Record extracts: Begin

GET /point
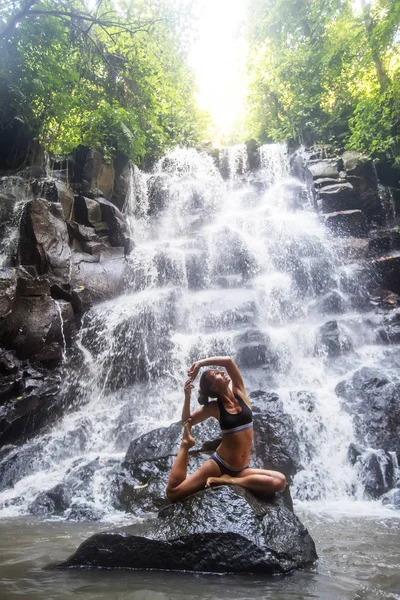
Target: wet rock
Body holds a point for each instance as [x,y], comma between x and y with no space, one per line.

Record extracts: End
Record extracts: Begin

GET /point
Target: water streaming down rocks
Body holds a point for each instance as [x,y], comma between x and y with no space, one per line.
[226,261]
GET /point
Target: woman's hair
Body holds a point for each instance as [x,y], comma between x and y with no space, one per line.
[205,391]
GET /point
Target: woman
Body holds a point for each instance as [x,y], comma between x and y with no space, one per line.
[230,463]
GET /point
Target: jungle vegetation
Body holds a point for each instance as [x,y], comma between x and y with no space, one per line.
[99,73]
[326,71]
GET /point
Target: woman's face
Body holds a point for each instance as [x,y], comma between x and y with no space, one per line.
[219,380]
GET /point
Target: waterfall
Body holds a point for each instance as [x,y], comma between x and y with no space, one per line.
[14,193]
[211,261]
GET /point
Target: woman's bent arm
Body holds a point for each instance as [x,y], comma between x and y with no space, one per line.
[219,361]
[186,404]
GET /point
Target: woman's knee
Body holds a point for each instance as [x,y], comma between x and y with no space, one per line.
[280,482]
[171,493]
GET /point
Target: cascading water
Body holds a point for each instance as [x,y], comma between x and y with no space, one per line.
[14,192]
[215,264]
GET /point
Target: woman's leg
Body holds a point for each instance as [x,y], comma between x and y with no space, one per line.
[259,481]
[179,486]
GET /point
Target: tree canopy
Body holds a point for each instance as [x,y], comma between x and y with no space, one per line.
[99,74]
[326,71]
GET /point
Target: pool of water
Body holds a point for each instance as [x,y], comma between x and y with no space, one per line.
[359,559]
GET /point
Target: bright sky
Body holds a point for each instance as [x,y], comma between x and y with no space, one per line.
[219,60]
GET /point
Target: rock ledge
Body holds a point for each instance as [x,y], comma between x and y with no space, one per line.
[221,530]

Record extracts: End

**Assignment:** Your answer should be each line from the preceding material in which the word "woman" occurs.

**Output below:**
Target: woman's hair
Target: woman
Target: woman's face
Target: woman's bent arm
Target: woman's knee
Target: woman's leg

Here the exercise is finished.